**WORK INSTRUCTION 1:**
Copy the part of the middle-age essay that begins at the words "Stuck in the" and stops after "are. Not really.".
**WORK INSTRUCTION 2:**
In the middle-age essay, how old was the writer when the father first left?
**WORK INSTRUCTION 3:**
In one to three sentences, explain why the middle-age essay calls the celebration of life for the former company principal "hardly celebratory."

**STUDY TEXT:**
------------------------------------------------

Stuck in the Middle of the Middle

As I’ve hit the middle of my middle-age, I’ve been confronted more and more often with the evidence that the people in our lives don’t know who we are. Not really.

I was struck again by this realization when I attended the memorial/celebration-of-life for one of the principals at my former company. He was a generous, patient and exceptional leader, one of those rare personalities who put his soul into how he conducted both himself and how he conducted his business.

The celebration was hardly celebratory. Most of us were too wrecked with the loss and uncertainty caused by his passing. We all sat there with our separate, fragmented memories of him and what he meant to each of us, and we attempted to share those recollections as a kind of check on who we believed him to be.

The picture we collectively created was incomplete, and it always will be incomplete. The only person who knows my now passed former coworker is him. And even so….

When we ourselves pass, and our mourners are gathered, they will remember, and they will likely remember wrong. Or more generously, they will remember parts of us and not the cohesive whole.

My (forever) cursory study of Tibetan Buddhism tells me that our interior lives are often unknowable to us; we have thoughts and we have feelings but we are not the sum of those thoughts and feelings. Like anyone who has attempted to monitor and to even influence my less than stellar behavior, I’ve learned that with practice there is a self (whether it’s a large S or small s is up for debate) who sits behind our thoughts and feelings. A smarter, wiser self who drives the bus.

Most of my friends and family, however, know me only by the outward expressions of my thoughts and feelings. They see only what I project, express, convey.

This isn’t wrong, per se, but it’s not right, either.

A couple months back, I wanted to connect with my life-long friends over my disdain for the Hallmark holiday that is Father’s Day. Even as a father myself, I hate that day. I was feeling pressured to contact the man who inhabits the shell of my dad, and I blurted out via text message how I hoped that I was a better father, how I needed to believe that I am a better father, even if I’m not. The stupid, made-up day is fraught with doubts and guilt about my own performance as a parent, and it’s fraught with these pangs of loss about how I still don’t have my own father in my life and how I never will.

It was heavy. Too heavy for text message.

I realized after the fact that these friends have no context with which to help me. Hitting them with something so powerful as my perpetual disappointment in the man who originally left my life when I was six years old is too much. I can’t help but feel cheated, though, that other men couldn’t or wouldn’t understand the depth of betrayal that abandonment causes, how that betrayal hits you perpetually as both son and then again as father.

Maybe it’s just too much to ask that others know who we are. Not just what we’ve done but why we’ve done the things that we’ve done. I don’t necessarily know the inner truths of other people, either.

We all have our stories – the version we’ve lived and the version we tell. In our rush to be heard, we often forget that we have to listen, we have to listen more often than we talk, in order to allow people to tell of who they are, what they are, why they are. Perhaps if we’re lacking connection, listening to others is the only way we can eventually hear ourselves.

------------------------------------------------

**DATA EXTRACT:**
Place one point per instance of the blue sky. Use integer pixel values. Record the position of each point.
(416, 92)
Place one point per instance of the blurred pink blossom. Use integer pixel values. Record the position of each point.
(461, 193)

------------------------------------------------

**ANSWER BOX 1:**
Stuck in the Middle of the Middle

As I’ve hit the middle of my middle-age, I’ve been confronted more and more often with the evidence that the people in our lives don’t know who we are. Not really.

**ANSWER BOX 2:**
Six years old.

**ANSWER BOX 3:**
Most of those attending were too wrecked by the loss and uncertainty that his passing caused.